_TO DO_. Print every record exactly, omitting none.

══════════

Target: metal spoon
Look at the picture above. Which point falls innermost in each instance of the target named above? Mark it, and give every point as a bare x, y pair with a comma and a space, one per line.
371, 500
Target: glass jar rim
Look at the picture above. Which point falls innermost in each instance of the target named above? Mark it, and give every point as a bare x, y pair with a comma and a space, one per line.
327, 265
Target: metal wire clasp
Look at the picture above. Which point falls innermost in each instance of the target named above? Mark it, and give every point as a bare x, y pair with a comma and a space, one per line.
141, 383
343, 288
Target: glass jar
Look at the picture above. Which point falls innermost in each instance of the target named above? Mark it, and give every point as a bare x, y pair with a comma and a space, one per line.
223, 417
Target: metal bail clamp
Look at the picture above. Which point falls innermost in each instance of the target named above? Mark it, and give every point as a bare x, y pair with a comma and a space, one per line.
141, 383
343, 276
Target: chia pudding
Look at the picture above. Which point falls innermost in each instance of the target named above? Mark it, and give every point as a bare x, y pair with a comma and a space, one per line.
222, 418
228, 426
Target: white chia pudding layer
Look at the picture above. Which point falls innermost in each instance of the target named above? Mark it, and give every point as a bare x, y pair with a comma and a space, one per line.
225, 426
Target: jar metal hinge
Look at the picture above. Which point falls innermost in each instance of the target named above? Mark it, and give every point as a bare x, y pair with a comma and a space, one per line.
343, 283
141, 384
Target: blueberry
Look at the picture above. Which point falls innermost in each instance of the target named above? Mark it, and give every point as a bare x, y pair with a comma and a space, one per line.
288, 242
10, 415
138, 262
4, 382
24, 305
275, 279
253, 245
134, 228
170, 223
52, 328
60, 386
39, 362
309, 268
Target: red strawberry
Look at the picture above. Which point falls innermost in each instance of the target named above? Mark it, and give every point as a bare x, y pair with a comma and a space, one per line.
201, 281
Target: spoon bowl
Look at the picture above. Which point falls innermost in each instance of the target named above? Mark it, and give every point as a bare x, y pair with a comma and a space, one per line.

══════════

_RESULT OF THIS EXERCISE_.
Target: metal spoon
Look at the picture above. Which point falls innermost in each instance of the target named above? Mark it, and give every point as a bare x, y pair with a comma and a space, one per line.
371, 500
Target: glass jar rim
Look at the picture above. Which point falls innermost in each instance of the target named above? Mark it, and give every point as a bare x, y pair with a comma and a space, one per line.
327, 265
Target: metal wire clasp
Look at the picture above. Which point falls innermost in each instance of the target named above? Mark it, and give every point as a bare x, y pair with a comma and a space, one per line.
141, 383
343, 288
Target: glass jar
Look at the picture above. Which point falls innermost in each instance of the target named above? Mark it, and give every point as a bare x, y pair with a comma and a space, one per line.
223, 417
Target: metal bail clamp
Look at the picture above. Which point falls innermost in each instance of the target named above? Mark it, and give every point as a bare x, y pair with a comma and a space, one per line.
141, 383
343, 276
Target: chia pudding
Look at the picture above. Which point falls innermost in each instance of the target named above? Mark it, and give every point as a bare x, y pair with a comma and a space, one per line.
222, 418
228, 426
Target: white chia pudding layer
Look at the picture above. Which point falls innermost in each instance of the target named above? Mark it, and give every point as a bare x, y pair with a comma and a space, one per line.
225, 426
Target: jar metal hinge
Look at the picture above. Which point falls innermost in each instance of the target named above? Mark it, and give every point as a bare x, y pair with a comma and a space, one per line.
343, 283
141, 384
Target: blueberry
Look at the picture above. Which point falls innermost in each instance of the target named above? Mark it, and give every point as a bare x, y pair with a comma and a space, one per line.
288, 242
10, 415
138, 262
4, 382
24, 305
275, 279
253, 245
134, 228
170, 223
52, 328
60, 386
39, 362
309, 268
Target: red strawberry
Look at the picture above. Which point falls innermost in each instance of the target named above? Mark it, and give every point as a bare x, y pair with a comma and a space, one per line.
201, 281
Target: spoon bowl
Look at the picture above. Which point falls innermost in each instance of the target named above? Mark it, and give every point as a bare x, y pair with a comma and a space, one per line.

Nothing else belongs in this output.